Entries on locating named things:
....

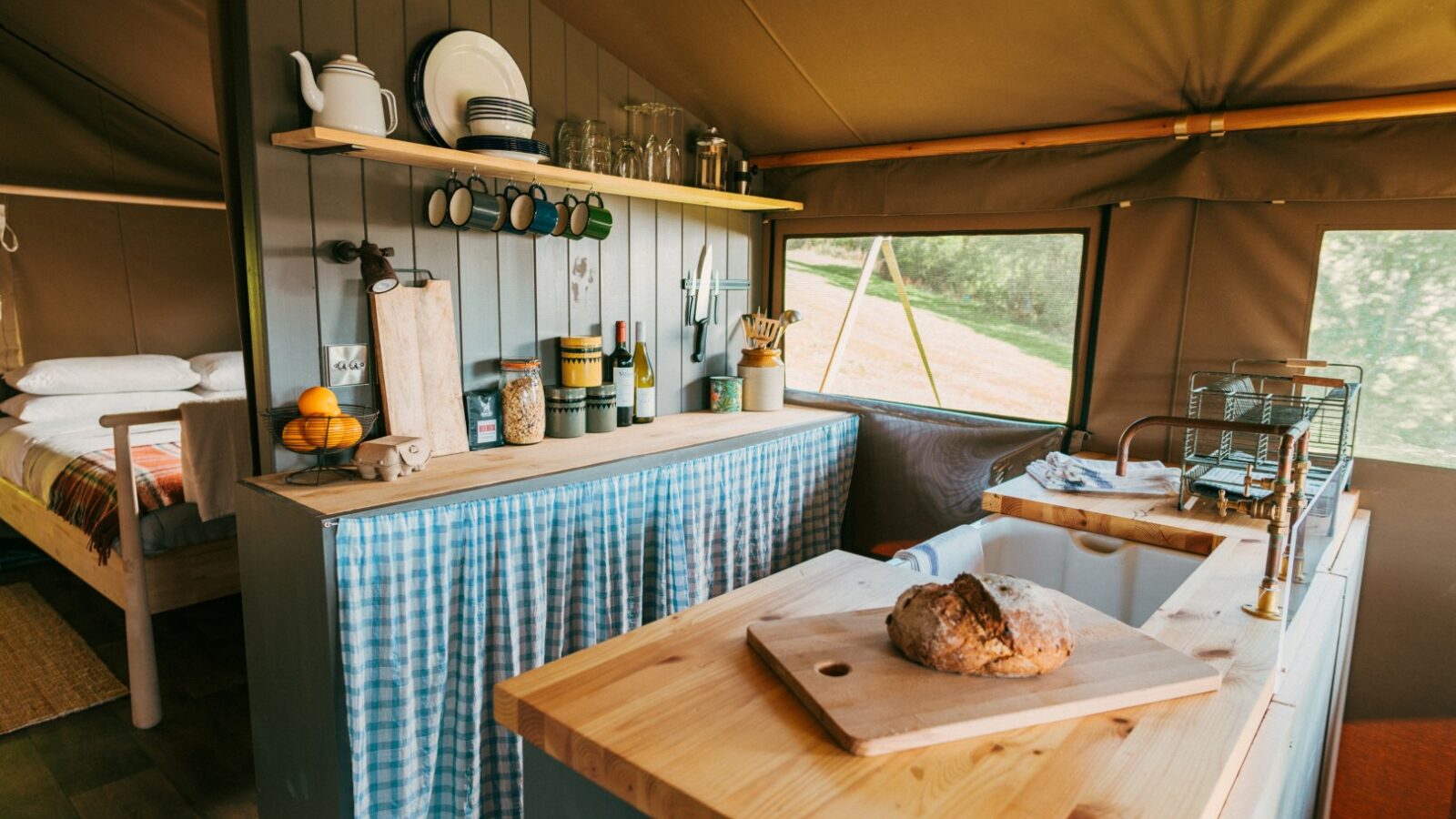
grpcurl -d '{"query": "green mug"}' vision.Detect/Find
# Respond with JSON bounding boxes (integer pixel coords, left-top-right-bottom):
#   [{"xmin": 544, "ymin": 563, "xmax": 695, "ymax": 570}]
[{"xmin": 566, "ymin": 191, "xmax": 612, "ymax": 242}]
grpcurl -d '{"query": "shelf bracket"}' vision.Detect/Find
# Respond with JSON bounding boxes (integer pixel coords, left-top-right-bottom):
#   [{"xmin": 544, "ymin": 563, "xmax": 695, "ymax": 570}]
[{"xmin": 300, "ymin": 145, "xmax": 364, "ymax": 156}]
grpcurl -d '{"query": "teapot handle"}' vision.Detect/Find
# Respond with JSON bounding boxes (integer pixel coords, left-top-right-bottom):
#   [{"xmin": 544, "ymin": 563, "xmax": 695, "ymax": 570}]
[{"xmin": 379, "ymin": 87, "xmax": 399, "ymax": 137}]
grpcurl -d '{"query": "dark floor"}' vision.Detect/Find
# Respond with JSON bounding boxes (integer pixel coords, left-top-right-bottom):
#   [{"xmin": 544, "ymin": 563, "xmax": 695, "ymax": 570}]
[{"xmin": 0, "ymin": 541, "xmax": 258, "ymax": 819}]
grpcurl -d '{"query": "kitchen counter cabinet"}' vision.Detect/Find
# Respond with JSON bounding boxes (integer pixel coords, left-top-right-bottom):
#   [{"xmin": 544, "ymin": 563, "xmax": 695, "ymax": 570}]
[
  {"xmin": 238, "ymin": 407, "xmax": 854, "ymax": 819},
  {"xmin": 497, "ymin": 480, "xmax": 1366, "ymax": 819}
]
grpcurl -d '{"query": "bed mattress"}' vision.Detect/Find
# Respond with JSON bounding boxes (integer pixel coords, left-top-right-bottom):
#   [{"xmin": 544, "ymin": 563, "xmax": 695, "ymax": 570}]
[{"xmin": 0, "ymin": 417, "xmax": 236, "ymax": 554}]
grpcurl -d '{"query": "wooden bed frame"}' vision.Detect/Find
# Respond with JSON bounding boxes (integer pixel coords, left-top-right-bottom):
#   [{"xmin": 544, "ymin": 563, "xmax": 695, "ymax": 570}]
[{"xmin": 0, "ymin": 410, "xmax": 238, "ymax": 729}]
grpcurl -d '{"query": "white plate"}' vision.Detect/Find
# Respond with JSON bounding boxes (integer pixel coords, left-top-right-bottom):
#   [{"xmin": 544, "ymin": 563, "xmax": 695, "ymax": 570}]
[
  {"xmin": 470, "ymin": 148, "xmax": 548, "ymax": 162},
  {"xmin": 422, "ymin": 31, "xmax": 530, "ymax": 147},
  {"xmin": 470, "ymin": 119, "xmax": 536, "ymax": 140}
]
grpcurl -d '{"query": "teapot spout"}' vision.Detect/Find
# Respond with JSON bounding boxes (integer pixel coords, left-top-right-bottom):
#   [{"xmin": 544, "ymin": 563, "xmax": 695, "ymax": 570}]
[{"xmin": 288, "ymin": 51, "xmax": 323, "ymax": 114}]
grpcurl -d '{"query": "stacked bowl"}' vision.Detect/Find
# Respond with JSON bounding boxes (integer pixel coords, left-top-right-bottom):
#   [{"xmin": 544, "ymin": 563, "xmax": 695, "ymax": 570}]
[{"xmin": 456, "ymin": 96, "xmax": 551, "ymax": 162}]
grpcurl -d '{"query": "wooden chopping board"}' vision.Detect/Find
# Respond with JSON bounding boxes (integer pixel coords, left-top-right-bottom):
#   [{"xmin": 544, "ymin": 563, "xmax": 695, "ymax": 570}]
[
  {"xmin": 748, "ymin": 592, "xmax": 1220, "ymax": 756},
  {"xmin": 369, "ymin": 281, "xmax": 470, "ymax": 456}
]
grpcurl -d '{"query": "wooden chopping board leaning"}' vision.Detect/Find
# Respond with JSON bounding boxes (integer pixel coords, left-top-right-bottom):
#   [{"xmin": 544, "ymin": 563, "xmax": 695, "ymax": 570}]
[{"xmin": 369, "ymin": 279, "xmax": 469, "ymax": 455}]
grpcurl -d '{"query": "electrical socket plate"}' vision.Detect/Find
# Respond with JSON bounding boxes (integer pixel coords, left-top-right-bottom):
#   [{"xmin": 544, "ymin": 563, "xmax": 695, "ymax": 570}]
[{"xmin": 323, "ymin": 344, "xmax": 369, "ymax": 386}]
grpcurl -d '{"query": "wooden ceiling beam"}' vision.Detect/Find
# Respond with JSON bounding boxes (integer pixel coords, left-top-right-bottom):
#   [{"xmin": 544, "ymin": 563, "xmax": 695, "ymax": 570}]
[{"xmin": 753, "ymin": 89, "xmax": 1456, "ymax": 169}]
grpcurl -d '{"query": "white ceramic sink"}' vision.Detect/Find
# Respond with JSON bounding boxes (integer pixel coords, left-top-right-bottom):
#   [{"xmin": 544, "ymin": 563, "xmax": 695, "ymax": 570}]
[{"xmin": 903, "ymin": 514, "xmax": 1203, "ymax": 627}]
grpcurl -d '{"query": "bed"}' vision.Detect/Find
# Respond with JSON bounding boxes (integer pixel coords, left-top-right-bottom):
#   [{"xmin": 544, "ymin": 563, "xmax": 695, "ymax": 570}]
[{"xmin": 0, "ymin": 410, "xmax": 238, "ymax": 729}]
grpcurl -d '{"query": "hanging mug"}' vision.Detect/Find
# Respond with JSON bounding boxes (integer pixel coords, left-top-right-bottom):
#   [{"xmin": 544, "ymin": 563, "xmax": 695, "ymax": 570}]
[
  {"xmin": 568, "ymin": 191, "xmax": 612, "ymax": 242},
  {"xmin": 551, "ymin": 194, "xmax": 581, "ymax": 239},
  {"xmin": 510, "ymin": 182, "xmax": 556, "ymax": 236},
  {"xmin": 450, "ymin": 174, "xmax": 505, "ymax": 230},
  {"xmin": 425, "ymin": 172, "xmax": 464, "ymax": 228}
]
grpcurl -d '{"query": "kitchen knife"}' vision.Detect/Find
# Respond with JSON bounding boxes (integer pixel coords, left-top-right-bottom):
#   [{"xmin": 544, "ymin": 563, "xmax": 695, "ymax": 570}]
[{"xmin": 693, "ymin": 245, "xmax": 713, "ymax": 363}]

....

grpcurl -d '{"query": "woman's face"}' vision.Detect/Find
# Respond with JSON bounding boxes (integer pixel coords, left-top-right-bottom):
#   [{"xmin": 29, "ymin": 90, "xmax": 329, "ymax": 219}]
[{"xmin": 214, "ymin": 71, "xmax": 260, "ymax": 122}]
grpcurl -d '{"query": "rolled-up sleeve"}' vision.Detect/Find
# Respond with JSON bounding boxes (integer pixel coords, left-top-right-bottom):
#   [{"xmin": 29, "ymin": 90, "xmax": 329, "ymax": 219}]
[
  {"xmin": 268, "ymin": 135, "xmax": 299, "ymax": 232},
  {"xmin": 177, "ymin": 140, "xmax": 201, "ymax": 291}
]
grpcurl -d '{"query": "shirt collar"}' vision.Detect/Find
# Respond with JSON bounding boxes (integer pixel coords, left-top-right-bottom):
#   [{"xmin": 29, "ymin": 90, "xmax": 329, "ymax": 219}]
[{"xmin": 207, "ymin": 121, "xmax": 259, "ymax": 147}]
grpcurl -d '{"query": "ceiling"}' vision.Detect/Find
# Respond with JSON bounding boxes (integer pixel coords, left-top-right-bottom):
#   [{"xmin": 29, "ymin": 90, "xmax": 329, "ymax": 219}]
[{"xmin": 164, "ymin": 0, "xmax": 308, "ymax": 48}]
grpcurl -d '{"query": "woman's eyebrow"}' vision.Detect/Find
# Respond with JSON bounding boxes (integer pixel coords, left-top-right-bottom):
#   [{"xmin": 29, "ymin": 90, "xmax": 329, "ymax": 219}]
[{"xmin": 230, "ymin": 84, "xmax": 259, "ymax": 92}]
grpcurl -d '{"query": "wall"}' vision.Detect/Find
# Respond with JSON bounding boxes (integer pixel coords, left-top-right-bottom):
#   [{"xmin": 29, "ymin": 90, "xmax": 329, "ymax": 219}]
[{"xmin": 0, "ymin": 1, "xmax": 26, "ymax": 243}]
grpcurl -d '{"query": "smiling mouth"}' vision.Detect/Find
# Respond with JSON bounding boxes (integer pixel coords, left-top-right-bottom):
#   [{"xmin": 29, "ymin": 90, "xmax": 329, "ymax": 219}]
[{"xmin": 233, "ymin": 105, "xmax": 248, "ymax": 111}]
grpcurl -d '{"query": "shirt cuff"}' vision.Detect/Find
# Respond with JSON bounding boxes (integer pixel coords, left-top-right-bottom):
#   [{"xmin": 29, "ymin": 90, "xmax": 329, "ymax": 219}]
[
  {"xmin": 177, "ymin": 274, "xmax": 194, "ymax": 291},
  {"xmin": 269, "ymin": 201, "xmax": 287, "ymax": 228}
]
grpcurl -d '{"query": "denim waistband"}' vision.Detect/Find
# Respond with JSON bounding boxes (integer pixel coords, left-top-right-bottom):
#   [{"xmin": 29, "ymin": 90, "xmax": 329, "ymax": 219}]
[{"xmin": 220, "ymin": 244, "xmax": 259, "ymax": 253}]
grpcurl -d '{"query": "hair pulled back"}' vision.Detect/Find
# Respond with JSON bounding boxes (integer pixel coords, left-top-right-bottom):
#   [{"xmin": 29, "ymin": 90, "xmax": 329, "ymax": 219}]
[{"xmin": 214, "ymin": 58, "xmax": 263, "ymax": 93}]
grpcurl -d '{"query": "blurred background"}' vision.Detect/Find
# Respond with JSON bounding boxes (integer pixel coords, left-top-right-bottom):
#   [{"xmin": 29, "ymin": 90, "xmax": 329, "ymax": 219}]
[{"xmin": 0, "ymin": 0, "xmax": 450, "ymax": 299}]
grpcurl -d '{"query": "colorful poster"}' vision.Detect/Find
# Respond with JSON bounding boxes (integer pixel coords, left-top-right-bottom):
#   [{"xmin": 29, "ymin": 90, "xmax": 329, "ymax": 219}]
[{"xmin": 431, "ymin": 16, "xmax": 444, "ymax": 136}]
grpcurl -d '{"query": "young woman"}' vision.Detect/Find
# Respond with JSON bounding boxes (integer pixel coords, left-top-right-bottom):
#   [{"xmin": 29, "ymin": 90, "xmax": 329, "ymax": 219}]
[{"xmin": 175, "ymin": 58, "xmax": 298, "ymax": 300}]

....

- Do this: Count the lines of the material above that contain the string "ceiling", with case counting. Give only the number.

- Problem solution: 2